■ ASSIGNMENT
Copy out the lines beginning at the one with "polo, one point per instance." and ending at the last line of the data, both included; pictures stay out.

■ DATA TO EXAMINE
#####

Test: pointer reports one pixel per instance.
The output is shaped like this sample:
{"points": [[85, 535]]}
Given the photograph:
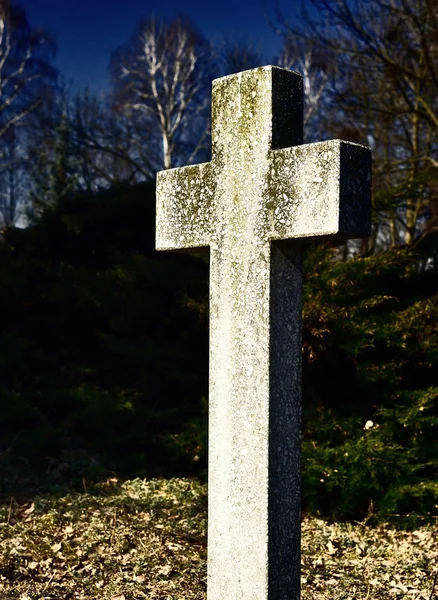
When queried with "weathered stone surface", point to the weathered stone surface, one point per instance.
{"points": [[251, 205]]}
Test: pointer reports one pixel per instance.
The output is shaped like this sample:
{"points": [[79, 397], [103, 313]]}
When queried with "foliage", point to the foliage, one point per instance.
{"points": [[103, 360], [98, 341], [370, 386], [147, 539]]}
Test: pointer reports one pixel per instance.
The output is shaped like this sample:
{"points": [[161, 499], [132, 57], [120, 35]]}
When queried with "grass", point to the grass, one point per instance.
{"points": [[147, 539]]}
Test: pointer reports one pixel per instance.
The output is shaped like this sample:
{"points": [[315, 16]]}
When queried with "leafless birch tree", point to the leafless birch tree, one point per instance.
{"points": [[160, 82], [26, 78]]}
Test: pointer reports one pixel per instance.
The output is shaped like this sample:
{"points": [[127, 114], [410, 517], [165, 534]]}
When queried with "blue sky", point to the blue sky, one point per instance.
{"points": [[88, 30]]}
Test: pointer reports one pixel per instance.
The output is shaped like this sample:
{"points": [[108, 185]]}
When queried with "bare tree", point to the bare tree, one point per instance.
{"points": [[318, 70], [386, 94], [26, 81], [239, 55], [160, 80]]}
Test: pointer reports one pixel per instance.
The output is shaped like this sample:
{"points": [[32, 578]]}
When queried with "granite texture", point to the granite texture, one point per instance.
{"points": [[261, 194]]}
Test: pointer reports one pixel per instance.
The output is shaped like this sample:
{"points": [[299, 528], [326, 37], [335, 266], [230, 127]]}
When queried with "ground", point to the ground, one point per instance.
{"points": [[147, 539]]}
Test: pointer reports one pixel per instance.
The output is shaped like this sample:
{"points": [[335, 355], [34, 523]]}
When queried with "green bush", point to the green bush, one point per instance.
{"points": [[104, 360]]}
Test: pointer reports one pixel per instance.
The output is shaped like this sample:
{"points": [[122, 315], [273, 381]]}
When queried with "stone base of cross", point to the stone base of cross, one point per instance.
{"points": [[260, 197]]}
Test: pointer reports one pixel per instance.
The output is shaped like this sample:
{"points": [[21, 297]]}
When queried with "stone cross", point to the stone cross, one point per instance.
{"points": [[262, 195]]}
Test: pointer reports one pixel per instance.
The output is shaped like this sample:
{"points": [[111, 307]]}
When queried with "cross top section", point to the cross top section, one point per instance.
{"points": [[261, 187], [260, 178]]}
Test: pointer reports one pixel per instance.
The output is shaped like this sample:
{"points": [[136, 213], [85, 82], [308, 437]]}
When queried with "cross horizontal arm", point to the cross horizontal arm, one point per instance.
{"points": [[320, 190], [184, 207]]}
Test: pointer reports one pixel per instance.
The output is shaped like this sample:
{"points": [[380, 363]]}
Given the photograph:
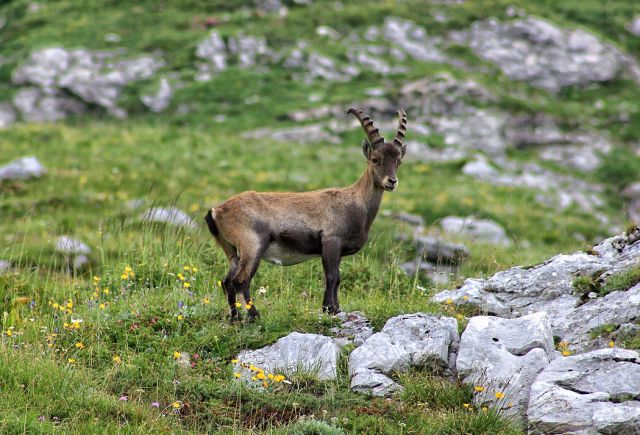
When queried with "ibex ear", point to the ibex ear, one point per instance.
{"points": [[366, 148]]}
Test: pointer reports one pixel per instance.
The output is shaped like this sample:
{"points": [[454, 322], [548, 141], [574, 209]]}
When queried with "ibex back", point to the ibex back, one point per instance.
{"points": [[289, 228]]}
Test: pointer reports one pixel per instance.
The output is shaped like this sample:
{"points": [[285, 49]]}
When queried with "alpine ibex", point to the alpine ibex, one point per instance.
{"points": [[289, 228]]}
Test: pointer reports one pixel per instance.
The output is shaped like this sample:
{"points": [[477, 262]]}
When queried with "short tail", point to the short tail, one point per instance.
{"points": [[211, 223]]}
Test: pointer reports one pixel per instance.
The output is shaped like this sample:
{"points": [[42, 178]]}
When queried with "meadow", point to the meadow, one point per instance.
{"points": [[103, 350]]}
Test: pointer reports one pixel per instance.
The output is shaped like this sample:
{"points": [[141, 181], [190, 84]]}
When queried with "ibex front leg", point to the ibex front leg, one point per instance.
{"points": [[331, 265]]}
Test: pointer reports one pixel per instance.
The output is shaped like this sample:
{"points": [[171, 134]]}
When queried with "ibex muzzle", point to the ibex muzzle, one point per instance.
{"points": [[289, 228]]}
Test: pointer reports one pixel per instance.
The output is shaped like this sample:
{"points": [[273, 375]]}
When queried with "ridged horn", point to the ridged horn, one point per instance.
{"points": [[402, 130], [367, 125]]}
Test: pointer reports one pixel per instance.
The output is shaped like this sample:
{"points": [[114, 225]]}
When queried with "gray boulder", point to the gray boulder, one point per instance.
{"points": [[482, 230], [354, 328], [591, 393], [414, 340], [502, 357], [440, 251], [93, 76], [549, 287], [294, 354], [169, 215], [540, 53], [22, 169]]}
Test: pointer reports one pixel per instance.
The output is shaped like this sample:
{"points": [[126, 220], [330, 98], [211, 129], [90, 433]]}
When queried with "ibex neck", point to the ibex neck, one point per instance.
{"points": [[368, 194]]}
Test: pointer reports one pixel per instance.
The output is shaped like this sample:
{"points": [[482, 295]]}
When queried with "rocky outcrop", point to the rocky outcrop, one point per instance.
{"points": [[93, 77], [295, 354], [595, 392], [22, 169], [501, 358], [549, 287], [415, 340], [545, 55]]}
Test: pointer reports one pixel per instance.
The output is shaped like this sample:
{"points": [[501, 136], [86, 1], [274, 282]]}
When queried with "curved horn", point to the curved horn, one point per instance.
{"points": [[367, 125], [402, 130]]}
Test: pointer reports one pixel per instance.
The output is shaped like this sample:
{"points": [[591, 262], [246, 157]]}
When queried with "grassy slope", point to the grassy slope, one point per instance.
{"points": [[97, 165]]}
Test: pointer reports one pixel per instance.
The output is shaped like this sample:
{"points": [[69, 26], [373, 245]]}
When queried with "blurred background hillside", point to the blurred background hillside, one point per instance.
{"points": [[123, 122]]}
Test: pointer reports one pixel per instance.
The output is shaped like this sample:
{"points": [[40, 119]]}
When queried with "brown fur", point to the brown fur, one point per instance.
{"points": [[293, 227]]}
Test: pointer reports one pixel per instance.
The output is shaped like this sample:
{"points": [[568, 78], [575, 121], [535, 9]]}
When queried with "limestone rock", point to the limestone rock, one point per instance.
{"points": [[295, 353], [417, 340], [354, 328], [22, 169], [595, 392], [505, 356], [538, 52]]}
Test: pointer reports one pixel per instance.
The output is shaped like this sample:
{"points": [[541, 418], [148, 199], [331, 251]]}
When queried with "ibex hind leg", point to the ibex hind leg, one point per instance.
{"points": [[248, 263]]}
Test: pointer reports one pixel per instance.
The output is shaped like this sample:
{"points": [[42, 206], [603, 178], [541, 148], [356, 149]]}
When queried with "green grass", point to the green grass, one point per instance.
{"points": [[97, 165]]}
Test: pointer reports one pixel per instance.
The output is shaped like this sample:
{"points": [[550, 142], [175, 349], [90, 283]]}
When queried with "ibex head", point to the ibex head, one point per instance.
{"points": [[383, 157]]}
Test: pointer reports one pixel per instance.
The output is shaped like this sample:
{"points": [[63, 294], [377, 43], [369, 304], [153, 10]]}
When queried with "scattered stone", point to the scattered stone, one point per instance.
{"points": [[93, 76], [213, 50], [7, 115], [71, 247], [170, 215], [414, 340], [295, 353], [161, 100], [549, 287], [354, 329], [412, 39], [595, 392], [538, 52], [482, 230], [632, 194], [22, 169], [304, 134], [503, 357]]}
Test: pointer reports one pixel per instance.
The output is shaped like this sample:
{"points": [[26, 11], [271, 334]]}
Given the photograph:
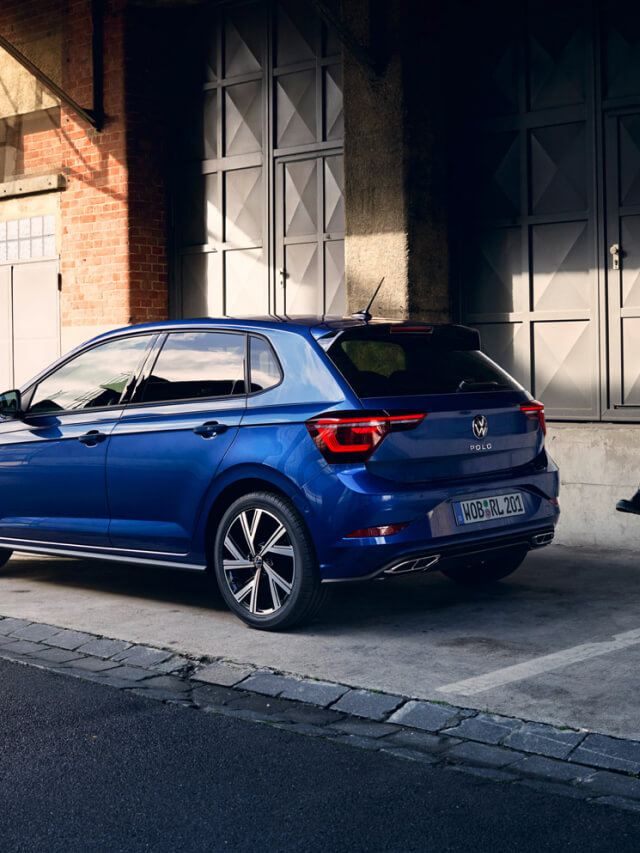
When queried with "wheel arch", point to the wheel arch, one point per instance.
{"points": [[235, 483]]}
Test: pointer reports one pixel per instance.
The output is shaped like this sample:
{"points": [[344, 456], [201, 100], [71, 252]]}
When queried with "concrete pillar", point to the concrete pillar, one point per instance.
{"points": [[395, 156], [376, 242]]}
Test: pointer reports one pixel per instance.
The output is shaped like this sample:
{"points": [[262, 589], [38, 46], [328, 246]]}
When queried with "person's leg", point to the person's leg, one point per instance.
{"points": [[632, 505]]}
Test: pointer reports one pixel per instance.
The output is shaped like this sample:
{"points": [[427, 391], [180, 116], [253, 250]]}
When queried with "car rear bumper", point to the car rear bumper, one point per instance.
{"points": [[346, 501], [427, 560]]}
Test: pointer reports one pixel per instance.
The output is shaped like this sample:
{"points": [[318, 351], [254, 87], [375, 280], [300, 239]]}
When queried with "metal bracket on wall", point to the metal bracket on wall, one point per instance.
{"points": [[95, 115]]}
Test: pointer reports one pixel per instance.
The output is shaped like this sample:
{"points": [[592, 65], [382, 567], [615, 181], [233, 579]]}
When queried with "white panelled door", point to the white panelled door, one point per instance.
{"points": [[29, 320]]}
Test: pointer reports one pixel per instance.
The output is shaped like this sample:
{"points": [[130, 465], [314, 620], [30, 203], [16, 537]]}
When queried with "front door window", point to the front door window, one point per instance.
{"points": [[96, 378]]}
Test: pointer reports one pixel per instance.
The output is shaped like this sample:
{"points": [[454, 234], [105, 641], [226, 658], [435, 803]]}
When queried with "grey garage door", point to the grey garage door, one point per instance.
{"points": [[549, 169], [258, 197]]}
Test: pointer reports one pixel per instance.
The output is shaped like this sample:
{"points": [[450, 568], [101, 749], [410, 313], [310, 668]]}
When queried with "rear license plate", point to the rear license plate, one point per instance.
{"points": [[488, 509]]}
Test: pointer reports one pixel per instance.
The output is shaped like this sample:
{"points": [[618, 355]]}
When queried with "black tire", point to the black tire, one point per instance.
{"points": [[490, 570], [290, 562]]}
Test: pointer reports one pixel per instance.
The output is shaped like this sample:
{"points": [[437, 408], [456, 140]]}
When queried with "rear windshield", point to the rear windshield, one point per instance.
{"points": [[412, 364]]}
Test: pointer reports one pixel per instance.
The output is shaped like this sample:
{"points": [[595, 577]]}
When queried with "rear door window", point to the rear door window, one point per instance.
{"points": [[197, 365], [413, 364], [264, 367]]}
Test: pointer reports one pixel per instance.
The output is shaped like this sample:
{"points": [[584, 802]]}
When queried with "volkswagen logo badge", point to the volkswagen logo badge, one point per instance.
{"points": [[480, 426]]}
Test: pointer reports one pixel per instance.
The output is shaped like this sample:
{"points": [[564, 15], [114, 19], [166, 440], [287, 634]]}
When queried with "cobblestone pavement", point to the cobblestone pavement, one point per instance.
{"points": [[569, 762]]}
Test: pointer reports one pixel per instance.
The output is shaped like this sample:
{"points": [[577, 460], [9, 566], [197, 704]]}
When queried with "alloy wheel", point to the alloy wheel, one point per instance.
{"points": [[259, 561]]}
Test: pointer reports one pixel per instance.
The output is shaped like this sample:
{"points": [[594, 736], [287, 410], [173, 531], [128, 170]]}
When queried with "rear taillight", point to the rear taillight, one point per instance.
{"points": [[342, 438], [535, 411]]}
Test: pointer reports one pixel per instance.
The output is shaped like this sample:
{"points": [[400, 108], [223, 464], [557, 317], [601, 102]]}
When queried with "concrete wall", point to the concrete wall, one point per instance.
{"points": [[376, 241], [599, 464]]}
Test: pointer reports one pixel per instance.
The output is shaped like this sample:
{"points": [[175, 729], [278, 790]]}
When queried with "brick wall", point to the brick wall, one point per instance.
{"points": [[112, 214]]}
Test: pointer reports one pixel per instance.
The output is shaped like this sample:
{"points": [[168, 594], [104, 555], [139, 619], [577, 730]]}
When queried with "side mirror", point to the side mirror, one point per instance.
{"points": [[10, 405]]}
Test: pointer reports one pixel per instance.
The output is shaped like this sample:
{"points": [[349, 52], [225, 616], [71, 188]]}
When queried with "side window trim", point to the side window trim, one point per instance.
{"points": [[264, 338], [153, 360], [146, 370], [30, 392]]}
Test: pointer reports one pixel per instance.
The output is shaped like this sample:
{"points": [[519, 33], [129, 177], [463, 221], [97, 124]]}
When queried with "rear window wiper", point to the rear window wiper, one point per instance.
{"points": [[471, 385]]}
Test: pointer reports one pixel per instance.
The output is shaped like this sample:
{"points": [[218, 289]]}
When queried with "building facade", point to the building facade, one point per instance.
{"points": [[161, 158]]}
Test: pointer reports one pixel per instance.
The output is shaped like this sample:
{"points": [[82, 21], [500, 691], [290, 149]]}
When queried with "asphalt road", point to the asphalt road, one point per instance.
{"points": [[555, 620], [86, 768]]}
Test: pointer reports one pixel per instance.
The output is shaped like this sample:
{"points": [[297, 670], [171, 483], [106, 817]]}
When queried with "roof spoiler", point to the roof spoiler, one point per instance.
{"points": [[450, 336]]}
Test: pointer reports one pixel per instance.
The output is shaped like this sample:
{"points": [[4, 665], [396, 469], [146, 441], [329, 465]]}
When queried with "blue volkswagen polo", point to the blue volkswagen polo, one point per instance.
{"points": [[281, 456]]}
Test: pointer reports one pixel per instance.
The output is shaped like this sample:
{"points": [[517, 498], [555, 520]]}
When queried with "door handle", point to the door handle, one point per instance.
{"points": [[91, 438], [210, 428], [614, 251]]}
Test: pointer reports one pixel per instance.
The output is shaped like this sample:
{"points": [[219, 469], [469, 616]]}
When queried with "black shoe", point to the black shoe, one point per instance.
{"points": [[630, 506]]}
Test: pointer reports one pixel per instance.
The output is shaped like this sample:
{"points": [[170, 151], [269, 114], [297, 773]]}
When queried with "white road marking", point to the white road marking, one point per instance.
{"points": [[545, 663]]}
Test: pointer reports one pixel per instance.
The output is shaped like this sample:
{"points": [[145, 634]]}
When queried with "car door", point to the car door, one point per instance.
{"points": [[172, 437], [52, 460]]}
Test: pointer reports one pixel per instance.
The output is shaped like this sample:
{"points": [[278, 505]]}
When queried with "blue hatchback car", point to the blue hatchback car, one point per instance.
{"points": [[281, 456]]}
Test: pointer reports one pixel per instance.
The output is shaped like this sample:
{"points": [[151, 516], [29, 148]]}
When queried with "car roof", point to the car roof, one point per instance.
{"points": [[315, 325]]}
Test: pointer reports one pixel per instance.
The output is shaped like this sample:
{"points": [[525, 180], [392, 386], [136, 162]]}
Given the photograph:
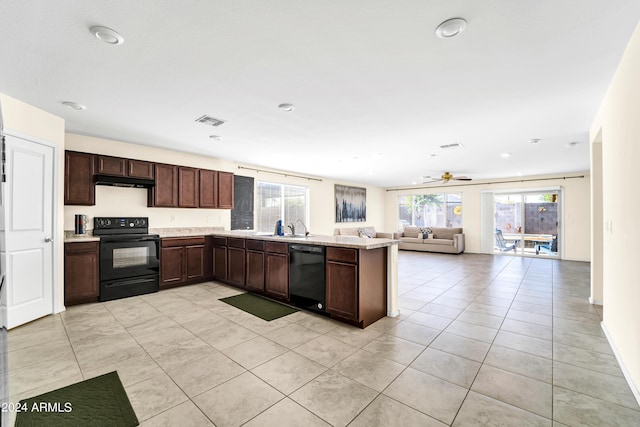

#####

■ WRITTEN REPLY
When queried with "blue volkswagen polo", point to the blue volkswagen polo, one point per instance.
{"points": [[281, 456]]}
Test: pointer reports one pixel per instance.
The output is shaped like this sample:
{"points": [[517, 498], [555, 520]]}
When queried with "door handle", point to the door handle, one point per instance.
{"points": [[91, 438], [210, 428], [614, 251]]}
Test: pointer reports one pixel per instance.
The output is shaped like this sample:
{"points": [[219, 469], [469, 616]]}
When queried with "black shoe", point to the black shoe, one point per instance.
{"points": [[630, 506]]}
Test: pointer reports one pixel per instance.
The output is shaped like this sample:
{"points": [[170, 151], [269, 114], [297, 773]]}
When queried with "white road marking", point to the white road marking, one point per instance.
{"points": [[545, 663]]}
Test: pointer reports one pixel per instance.
The output is shaped like this sample:
{"points": [[145, 634]]}
When queried with "car door", point to the car door, one point per instance.
{"points": [[172, 437], [52, 460]]}
Test: pointer reports one pixel per instance.
The output is shaped like this sample:
{"points": [[278, 505]]}
When queried with "blue hatchback car", point to the blue hatchback car, one point per instance.
{"points": [[281, 456]]}
Test: pointer reports one pixel per instance.
The output is shaped like this sample:
{"points": [[151, 516], [29, 148]]}
When queried with "car roof", point to the car roof, one point per instance.
{"points": [[315, 325]]}
Test: pointer reports one pixel per instance.
The output is shaped like this sample:
{"points": [[525, 180], [392, 386], [136, 162]]}
Given the photograph:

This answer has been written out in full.